▸ **Passage cité**
----

Je viens de lire votre proclamation. Mon opinion est que le K. P. D. court à la faillite morale et politique. Je ne puis comprendre, comment, dans une telle situation, en peut écrire des phrases de ce genre : La classe ouvrière, est, en ce moment, incapable d'agir ; il faut le déclarer ouvertement.

Le seul fait que le gouvernement Lüttwitz-Kapp a pris la place du gouvernement Bauer-Noske, n'apporte pas de changement immédiat à la marche de la grande lutte de classe. Ecrire de pareilles choses, c'est faire le jeu de ces misérables éléments du mouvement ouvrier qui crient sans cesse : Tout cela ne mène à rien. Ils peuvent maintenant se réclamer du K. P. D.

Après avoir, dès le premier jour, nié la capacité d'action du prolétariat, on fait paraître le jour suivant une proclamation : « Le moment est enfin arrivé où le prolétariat allemand doit commencer la lutte pour la dictature du prolétariat et la république des soviets ». Et dans ce but on décide de faire : La grève générale (Et cela après la déclaration formelle sur la complète incapacité d action). Puis quand la grève générale a fait sortir des usines tous les ouvriers, on fixe les élections des comités et on convoque un congrès des comités centraux. Bref, politiquement et en matière d'organisation, nos « pontifes » cassent le cou à la grève générale. Moralement ils l'achèvent. Selon moi. c'est un crime que de briser l'action en criant au fort de la lutte : Le prolétariat ne remuera même pas le petit doigt pour la Republique démocratique.

----

▸ **Données extraites**
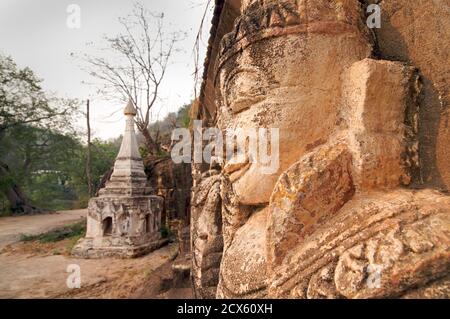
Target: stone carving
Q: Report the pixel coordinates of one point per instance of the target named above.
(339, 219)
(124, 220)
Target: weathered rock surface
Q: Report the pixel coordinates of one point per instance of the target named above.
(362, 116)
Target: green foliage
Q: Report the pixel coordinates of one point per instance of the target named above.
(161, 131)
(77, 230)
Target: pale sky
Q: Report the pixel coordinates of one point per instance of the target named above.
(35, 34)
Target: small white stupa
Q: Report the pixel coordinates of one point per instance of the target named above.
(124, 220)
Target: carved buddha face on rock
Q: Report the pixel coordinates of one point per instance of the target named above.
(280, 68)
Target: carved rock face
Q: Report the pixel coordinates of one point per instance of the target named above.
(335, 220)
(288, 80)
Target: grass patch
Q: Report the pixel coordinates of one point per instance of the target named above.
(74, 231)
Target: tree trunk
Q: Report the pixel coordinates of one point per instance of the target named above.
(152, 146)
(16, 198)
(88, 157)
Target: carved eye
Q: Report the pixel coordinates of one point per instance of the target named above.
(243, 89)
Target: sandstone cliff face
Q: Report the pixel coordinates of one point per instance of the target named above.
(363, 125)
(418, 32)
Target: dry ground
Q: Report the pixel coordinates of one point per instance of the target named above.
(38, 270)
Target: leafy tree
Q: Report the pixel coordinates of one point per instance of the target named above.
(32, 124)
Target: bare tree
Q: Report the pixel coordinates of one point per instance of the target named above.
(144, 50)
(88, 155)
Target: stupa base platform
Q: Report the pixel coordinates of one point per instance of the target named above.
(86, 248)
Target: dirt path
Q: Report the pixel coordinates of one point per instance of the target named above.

----

▸ **Tâches à réaliser**
A. Recopiez fidèlement le texte sur la grève générale, de « Après avoir, dès » à « la Republique démocratique. ».
B. Rédigez la suite du texte sur la grève générale, à partir de sa dernière phrase.
Ce matériel provient d'une autre source que le texte sur la grève générale.

▸ **Réponses aux tâches**
A.
Après avoir, dès le premier jour, nié la capacité d'action du prolétariat, on fait paraître le jour suivant une proclamation : « Le moment est enfin arrivé où le prolétariat allemand doit commencer la lutte pour la dictature du prolétariat et la république des soviets ». Et dans ce but on décide de faire : La grève générale (Et cela après la déclaration formelle sur la complète incapacité d action). Puis quand la grève générale a fait sortir des usines tous les ouvriers, on fixe les élections des comités et on convoque un congrès des comités centraux. Bref, politiquement et en matière d'organisation, nos « pontifes » cassent le cou à la grève générale. Moralement ils l'achèvent. Selon moi. c'est un crime que de briser l'action en criant au fort de la lutte : Le prolétariat ne remuera même pas le petit doigt pour la Republique démocratique.

B.
Savez-vous comment cela s'appelle ? Le plus traître coup de couteau dans le dos que l'on ait jamais donné au prolétariat allemand ! Jusqu'à l'heure actuelle je croyais que nous étions tous d'accord sur les points suivants : Quand une action a lieu, même pour le but le plus stupide (la révolution de novembre n'avait aucun but raisonnable et même aucun but du tout) nous devons soutenir cette action, nous efforcer par nos mots d'ordre de la canaliser vers un autre but révolutionnaire et développant cette action faire en sorte que les masses comprennent notre but. Mais il ne faut jamais crier dès le début : « Ne pas remuer même le petit doigt ! » seulement parce que le but ne nous plaît pas. Il faut immédiatement donner des mots d'ordre concrets, dire aux masses ce qui doit être fait à l'instant. Il faut, cela va de soi, élargir le mot d'ordre, l'élargir peu à peu. La république des soviets, cela vient ensuite et non au début. Personne, me semble-t-il, ne pense en ce moment aux élections des conseils de fabriques et d'usines. Pour le moment, le seul mot d'ordre est : L'armement du prolétariat ! Maintenant, regardez dans la Rote Fahne[1] de dimanche l'article intitulé : Que faire ? Nous devrions bien nous dire qu'au cas de l'échec de l'insurrection militaire, le gouvernement Bauer-Ebert-Noske, s'il revenait au pouvoir, ne serait plus l'ancien gouvernement, car il aurait perdu son appui de droite. Ce serait, comme en janvier 1919, où il s'est modifié après avoir perdu son soutien de gauche. C'est pourquoi il faut maintenant faire tous ses efforts pour que l'émeute soit écrasée, sans compromis ! Si on y réussit, toute « République démocratique » future ira fatalement à gauche, car elle aura perdu son soutien de droite. Et c'est alors seulement que viendra le temps où nous pourrons déployer notre propre front ! Mais à l'heure présente nous devons agir avec tous les autres (sans même en excepter les social-démocrates), mais avec des mots d'ordre différents de ceux des Indépendants. (Si seulement nous avions les mots d'ordre qui traînent dans la rue et non des mots d'ordre livresques !) Dans tous les cas, il faut avant tout écraser l'insurrection, et le reste nous sera donné par surcroît. (Notre mot d'ordre pour l'heure présente : Contre tout compromis !)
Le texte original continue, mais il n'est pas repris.